● **DIRECTIONS**
I need the lines from the one with "145, row 416." through the end of the material, copied exactly and with nothing else included.
....
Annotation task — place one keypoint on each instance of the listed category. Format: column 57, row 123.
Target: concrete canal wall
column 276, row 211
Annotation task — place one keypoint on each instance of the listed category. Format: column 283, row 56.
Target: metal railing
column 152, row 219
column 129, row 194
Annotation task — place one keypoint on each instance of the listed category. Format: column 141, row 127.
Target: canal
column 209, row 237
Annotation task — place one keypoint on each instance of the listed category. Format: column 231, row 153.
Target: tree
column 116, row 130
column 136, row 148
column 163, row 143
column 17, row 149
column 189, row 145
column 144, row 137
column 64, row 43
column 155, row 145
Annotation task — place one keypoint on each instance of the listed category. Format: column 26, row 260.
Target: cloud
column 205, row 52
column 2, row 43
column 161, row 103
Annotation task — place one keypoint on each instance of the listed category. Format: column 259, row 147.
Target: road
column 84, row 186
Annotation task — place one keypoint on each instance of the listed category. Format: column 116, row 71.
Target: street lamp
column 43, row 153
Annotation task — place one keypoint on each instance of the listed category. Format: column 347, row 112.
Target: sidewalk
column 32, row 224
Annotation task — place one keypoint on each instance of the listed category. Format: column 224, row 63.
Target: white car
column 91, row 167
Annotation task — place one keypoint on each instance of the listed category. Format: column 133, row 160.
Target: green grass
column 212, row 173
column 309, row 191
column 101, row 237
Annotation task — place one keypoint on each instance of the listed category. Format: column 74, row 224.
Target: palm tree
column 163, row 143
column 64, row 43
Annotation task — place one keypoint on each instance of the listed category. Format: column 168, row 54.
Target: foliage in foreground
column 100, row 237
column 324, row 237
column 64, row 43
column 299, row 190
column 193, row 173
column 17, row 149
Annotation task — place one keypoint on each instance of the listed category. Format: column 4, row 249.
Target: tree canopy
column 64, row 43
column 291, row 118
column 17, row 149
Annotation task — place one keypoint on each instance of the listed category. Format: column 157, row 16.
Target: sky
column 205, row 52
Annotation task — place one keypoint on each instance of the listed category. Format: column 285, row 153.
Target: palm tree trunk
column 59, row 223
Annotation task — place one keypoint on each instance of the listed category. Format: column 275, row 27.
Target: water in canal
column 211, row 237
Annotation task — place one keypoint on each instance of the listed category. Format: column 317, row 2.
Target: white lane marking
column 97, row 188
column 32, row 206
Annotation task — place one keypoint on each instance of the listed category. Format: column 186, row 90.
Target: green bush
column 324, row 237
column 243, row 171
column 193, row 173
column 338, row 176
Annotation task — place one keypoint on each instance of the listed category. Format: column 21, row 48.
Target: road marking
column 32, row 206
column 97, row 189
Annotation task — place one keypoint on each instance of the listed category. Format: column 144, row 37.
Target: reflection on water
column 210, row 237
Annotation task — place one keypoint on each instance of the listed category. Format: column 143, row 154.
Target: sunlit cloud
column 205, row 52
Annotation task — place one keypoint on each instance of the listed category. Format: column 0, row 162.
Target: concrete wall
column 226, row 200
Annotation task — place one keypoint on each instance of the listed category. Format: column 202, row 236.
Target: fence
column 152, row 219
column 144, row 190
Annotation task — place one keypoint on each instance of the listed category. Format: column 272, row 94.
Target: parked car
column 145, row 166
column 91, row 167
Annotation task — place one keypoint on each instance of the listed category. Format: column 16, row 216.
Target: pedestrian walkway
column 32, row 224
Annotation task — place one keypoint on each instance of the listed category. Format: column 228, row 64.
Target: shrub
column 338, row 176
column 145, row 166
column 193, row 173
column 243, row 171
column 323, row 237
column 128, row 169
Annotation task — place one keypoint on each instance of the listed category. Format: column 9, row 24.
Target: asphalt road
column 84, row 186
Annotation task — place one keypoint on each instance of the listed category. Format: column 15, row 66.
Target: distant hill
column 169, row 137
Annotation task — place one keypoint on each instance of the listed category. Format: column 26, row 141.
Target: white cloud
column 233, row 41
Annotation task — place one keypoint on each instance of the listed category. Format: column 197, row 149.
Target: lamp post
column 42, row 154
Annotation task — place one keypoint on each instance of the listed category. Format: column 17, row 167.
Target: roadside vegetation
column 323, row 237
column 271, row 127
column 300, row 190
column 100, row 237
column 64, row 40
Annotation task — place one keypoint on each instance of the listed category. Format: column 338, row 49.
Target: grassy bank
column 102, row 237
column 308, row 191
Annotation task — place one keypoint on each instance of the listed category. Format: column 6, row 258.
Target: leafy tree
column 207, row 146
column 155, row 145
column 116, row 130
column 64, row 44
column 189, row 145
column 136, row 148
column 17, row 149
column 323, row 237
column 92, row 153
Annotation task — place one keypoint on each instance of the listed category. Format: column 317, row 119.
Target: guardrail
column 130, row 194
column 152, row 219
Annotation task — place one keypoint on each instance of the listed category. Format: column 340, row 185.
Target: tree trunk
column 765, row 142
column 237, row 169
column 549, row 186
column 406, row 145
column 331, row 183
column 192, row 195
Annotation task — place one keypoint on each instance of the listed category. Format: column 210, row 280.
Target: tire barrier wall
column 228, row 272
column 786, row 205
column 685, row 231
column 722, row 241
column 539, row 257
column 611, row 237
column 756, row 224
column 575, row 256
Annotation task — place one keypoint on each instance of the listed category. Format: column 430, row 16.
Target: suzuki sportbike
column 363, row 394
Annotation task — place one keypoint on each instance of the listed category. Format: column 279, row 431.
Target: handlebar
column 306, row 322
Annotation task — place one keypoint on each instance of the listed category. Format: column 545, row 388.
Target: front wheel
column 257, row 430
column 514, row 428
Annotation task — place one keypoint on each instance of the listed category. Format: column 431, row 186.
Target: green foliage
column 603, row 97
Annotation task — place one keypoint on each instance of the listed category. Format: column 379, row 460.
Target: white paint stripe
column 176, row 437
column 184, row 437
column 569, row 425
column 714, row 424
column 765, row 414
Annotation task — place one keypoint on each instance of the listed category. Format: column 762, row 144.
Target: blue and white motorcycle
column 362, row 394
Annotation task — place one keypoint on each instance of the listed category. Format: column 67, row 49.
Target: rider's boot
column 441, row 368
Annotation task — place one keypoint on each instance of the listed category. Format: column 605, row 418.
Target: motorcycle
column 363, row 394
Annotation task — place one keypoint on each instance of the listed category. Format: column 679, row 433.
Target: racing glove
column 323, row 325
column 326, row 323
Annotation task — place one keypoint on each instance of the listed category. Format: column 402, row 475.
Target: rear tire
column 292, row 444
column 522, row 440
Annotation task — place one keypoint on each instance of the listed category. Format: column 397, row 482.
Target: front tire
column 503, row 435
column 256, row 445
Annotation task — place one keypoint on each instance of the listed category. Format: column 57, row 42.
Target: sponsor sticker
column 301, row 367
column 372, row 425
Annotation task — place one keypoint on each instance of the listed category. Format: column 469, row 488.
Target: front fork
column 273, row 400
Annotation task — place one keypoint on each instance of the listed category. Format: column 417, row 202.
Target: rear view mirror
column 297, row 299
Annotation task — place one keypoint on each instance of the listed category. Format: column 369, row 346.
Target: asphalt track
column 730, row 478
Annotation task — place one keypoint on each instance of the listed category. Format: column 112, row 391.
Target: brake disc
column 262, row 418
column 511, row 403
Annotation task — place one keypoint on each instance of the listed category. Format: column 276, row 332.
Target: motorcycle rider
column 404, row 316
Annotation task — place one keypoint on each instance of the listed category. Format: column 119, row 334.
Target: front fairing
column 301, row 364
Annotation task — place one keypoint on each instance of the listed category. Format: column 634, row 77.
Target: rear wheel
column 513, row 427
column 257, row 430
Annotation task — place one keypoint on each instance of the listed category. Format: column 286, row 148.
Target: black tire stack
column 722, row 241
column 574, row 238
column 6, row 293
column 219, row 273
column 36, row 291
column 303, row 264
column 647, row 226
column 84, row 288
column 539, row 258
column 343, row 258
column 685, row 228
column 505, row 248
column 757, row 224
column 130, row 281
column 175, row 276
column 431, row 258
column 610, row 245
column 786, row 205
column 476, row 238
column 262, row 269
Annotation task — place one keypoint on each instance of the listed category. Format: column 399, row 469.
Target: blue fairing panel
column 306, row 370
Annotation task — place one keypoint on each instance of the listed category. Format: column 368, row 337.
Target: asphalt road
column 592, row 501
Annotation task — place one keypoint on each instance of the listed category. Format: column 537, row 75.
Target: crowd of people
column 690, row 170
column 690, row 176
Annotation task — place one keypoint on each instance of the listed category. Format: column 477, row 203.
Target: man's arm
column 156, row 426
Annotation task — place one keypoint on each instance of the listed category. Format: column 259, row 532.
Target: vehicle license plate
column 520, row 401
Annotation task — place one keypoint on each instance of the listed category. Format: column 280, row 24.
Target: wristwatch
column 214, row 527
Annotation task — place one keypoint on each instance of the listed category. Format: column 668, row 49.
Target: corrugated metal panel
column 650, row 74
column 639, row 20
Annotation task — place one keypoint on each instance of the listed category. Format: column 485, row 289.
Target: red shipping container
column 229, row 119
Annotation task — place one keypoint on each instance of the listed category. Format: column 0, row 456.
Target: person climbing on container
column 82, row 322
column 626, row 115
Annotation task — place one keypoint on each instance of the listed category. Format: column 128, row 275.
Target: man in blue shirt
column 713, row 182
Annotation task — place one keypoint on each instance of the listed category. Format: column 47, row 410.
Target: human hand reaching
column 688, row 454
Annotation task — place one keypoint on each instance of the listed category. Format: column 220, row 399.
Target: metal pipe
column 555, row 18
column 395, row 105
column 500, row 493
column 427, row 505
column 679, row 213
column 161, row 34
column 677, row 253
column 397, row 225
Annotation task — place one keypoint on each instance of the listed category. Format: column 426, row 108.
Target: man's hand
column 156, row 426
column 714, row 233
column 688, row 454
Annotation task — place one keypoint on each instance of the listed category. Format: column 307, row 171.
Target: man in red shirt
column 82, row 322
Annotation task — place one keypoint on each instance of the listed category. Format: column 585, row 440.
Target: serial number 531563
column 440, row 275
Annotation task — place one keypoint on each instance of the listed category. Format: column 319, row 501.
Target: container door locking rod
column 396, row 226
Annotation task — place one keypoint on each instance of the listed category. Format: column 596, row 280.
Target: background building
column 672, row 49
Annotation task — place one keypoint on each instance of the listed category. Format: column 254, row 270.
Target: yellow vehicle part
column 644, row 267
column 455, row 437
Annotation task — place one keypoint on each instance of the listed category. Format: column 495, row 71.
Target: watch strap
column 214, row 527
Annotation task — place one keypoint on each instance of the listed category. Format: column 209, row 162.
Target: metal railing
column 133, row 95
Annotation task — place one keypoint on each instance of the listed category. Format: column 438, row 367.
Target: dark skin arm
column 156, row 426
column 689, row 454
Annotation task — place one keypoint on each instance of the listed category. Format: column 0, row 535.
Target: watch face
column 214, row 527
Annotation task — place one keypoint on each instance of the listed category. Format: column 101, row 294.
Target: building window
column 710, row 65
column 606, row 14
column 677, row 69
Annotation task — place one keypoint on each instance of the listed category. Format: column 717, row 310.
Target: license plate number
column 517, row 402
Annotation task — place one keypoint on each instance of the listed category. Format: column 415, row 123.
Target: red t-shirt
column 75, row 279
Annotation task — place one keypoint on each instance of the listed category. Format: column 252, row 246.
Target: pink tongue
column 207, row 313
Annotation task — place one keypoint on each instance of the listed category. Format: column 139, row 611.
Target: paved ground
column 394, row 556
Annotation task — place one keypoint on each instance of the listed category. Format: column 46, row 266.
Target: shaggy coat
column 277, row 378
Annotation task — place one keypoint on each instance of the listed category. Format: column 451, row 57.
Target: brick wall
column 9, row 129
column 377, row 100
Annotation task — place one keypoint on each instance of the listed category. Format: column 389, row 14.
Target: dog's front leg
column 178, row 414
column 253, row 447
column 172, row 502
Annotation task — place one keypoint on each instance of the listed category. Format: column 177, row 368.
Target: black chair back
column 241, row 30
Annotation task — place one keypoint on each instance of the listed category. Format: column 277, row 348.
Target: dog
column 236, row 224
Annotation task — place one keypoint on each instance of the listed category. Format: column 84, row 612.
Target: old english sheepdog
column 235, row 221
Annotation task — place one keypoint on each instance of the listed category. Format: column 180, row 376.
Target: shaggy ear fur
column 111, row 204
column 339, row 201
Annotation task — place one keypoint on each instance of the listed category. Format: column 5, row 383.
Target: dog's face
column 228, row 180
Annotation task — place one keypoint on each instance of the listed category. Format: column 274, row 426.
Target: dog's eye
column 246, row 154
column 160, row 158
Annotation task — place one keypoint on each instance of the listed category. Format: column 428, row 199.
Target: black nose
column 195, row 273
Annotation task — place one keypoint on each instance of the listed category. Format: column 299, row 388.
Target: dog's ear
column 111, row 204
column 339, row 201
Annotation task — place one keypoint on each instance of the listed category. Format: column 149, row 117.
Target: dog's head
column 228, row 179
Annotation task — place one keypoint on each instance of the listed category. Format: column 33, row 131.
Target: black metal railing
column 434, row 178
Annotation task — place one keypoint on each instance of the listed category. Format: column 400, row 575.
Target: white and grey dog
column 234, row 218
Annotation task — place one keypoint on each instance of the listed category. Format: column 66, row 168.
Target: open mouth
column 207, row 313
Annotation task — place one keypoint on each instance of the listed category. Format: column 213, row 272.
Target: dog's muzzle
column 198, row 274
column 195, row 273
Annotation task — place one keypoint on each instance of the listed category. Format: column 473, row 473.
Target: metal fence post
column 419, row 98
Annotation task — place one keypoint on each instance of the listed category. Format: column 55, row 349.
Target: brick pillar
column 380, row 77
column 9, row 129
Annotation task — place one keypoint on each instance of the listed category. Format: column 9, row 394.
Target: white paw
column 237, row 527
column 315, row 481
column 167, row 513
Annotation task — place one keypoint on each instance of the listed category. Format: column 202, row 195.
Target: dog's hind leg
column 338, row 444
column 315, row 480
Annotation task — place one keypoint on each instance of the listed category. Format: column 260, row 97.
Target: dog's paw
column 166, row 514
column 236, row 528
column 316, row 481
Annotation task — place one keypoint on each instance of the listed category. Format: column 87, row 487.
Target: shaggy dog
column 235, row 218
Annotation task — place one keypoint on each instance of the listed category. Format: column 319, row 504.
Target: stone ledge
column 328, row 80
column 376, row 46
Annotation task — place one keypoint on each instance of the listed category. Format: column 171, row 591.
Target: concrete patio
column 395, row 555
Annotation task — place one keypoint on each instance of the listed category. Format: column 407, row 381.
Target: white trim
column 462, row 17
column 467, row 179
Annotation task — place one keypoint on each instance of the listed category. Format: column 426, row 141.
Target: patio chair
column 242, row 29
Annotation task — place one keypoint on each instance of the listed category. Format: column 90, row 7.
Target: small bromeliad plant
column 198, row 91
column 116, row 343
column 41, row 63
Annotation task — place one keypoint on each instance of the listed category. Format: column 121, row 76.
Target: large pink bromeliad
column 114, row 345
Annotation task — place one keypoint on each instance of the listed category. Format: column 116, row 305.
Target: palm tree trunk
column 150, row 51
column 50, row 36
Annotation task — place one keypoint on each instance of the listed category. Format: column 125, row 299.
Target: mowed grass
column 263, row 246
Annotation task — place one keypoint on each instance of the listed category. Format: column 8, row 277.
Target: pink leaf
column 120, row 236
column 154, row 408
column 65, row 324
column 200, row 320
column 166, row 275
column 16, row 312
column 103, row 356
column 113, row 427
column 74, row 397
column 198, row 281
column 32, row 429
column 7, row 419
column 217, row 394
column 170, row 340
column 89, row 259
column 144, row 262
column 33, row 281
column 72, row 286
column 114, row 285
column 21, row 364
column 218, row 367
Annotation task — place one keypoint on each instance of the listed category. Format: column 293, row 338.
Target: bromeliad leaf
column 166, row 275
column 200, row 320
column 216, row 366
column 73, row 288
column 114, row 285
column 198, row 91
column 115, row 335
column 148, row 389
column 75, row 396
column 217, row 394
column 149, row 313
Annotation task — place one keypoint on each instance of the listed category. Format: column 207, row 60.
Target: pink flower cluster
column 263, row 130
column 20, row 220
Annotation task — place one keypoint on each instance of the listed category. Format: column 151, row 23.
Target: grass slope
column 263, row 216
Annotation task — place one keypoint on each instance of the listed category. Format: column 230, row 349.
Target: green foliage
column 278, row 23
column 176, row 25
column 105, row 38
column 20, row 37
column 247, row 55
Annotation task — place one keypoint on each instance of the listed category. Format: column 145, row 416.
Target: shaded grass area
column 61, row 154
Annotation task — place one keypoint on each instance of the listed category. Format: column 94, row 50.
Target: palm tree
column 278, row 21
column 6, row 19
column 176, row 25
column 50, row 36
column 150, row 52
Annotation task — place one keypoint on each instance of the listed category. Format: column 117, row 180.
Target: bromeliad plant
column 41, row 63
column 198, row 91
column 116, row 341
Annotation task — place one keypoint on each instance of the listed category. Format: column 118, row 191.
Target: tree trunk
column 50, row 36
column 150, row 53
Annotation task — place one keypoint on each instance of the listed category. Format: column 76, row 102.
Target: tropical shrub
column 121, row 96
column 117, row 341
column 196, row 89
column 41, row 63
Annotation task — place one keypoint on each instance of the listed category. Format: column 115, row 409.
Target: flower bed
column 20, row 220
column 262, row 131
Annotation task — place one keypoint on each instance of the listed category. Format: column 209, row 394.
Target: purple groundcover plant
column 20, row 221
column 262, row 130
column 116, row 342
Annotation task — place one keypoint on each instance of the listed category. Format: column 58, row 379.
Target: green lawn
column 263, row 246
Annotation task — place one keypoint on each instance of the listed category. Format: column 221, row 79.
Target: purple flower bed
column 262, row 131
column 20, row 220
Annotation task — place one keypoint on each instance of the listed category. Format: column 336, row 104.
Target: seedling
....
● **REPLY**
Annotation task — place one keypoint on each instance of the listed category. Format: column 145, row 416.
Target: shaded grass area
column 61, row 154
Annotation task — place one keypoint on each instance of the listed category. Format: column 94, row 50.
Target: palm tree
column 278, row 21
column 6, row 19
column 176, row 25
column 50, row 36
column 150, row 52
Annotation task — place one keypoint on each instance of the listed category. Format: column 117, row 180.
Target: bromeliad plant
column 41, row 63
column 198, row 91
column 116, row 341
Annotation task — place one keypoint on each instance of the listed category. Format: column 118, row 191.
Target: tree trunk
column 50, row 36
column 150, row 53
Annotation task — place one keypoint on each instance of the listed category. Format: column 76, row 102.
Target: tropical shrub
column 121, row 96
column 117, row 341
column 196, row 89
column 41, row 63
Annotation task — place one keypoint on each instance of the listed category. Format: column 115, row 409.
Target: flower bed
column 20, row 220
column 262, row 131
Annotation task — place one keypoint on each instance of the listed category. Format: column 209, row 394.
Target: purple groundcover plant
column 20, row 221
column 262, row 130
column 116, row 342
Annotation task — place one keypoint on each instance of the listed category. Format: column 58, row 379.
Target: green lawn
column 263, row 246
Annotation task — place one keypoint on each instance of the listed category. Format: column 221, row 79.
Target: purple flower bed
column 262, row 131
column 20, row 220
Annotation task — place one keypoint on each instance of the listed category. Format: column 336, row 104.
Target: seedling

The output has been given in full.